Task instructions:
1/ In the blog excerpt below, in what years did convicts build the Great North Road?
2/ Decide whether each statement agrees with the blog excerpt below, answering yes or no and quoting the words that settle it: (a) The Great North Road passes through Wollombi, Bucketty and St Albans. (b) Murrays Run culvert was restored by a government agency. (c) Cars may drive on the by-passed section of special interest.
(Excerpt to read begins)
Thursday, June 04, 2009

Passing the Avon River near Stratford, south of Gloucester and to the north of Newcastle on a rainy day.
On another point, while it is nothing new, certain problems on a computer, can be resolved with Systems Restore. At least, XP can be safely returned, by magic, to a date before a disaster occured.

Monday, June 01, 2009

If you are not pressured for time, or are not tied to the tried and true, or are not worried by a hour or two on a lonely, dirt road without take-aways or cafe latte then the Great North Road is for you.
There you can get in touch with the days of convict work-gangs and early settler-pioneers as you follow this alternative path to Sydney through pleasant contrasting scenery from the Hunter valley via Wollombi, Bucketty, St Albans, Wisemans Ferry, Dural and originally on to Ryde and Five Dock in inner Sydney.

Convicts build the road between 1826 and 1836 and their civil engineering can be seen at various points while a section of special interest is by-passed altogether with access given only to walkers and bicycles (according to the official brochures). It was the path that the early settlers took to reach the Hunter Valley.

Beginning at the village of Wollombi the route south takes in Laguna and Bucketty. (Several turn-offs go to other destinations including a sealed road to Central Mangrove which offers another route to Wisemans Ferry etc).


Above is Murrays Run culvert: The most elaborate of the culverts just beside the road between Wollombi and Bucketty and restored by the local community. Other sites of interest can be found along there.
Near the intersection at Bucketty is Mt McQuoid Bucketty precinct.
(Excerpt to read ends)
(Entries supplied begins)
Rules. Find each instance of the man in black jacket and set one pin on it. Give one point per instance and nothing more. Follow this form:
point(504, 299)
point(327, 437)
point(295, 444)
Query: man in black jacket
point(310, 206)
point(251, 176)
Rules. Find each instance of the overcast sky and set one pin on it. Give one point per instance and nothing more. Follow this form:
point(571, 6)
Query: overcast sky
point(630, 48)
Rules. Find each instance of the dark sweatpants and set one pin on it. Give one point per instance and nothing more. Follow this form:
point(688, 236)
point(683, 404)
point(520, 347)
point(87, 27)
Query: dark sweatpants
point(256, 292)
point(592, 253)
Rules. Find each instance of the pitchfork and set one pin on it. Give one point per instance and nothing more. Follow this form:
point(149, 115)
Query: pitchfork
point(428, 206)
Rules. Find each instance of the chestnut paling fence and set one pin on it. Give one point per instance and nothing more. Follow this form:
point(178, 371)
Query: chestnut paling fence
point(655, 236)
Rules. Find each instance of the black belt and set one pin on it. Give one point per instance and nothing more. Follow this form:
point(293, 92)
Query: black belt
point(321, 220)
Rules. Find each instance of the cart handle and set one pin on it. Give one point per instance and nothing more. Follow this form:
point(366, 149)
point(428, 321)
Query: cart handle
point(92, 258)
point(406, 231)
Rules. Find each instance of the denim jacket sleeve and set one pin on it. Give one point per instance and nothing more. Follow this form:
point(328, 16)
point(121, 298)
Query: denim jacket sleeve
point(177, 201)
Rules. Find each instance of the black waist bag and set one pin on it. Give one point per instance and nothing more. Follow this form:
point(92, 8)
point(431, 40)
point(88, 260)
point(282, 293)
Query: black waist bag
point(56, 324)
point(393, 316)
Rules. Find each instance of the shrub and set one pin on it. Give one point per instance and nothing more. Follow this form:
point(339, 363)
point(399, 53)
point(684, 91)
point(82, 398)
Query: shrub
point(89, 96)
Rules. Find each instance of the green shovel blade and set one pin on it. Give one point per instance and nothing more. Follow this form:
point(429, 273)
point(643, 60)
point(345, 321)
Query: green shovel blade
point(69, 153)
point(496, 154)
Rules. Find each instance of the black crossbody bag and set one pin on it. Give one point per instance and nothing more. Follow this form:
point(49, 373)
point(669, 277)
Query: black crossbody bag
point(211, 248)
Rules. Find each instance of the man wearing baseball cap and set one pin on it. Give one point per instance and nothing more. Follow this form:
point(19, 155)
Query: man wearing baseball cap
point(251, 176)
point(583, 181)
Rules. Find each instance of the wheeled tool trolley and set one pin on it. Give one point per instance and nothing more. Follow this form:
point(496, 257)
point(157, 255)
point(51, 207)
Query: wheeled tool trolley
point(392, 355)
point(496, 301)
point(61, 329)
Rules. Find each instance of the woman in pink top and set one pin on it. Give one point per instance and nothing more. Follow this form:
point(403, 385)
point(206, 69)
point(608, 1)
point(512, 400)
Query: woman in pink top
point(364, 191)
(Entries supplied ends)
Outputs in order:
1/ Between 1826 and 1836.

2/
(a) Yes: "via Wollombi, Bucketty, St Albans, Wisemans Ferry, Dural"
(b) No: "restored by the local community"
(c) No: "access given only to walkers and bicycles"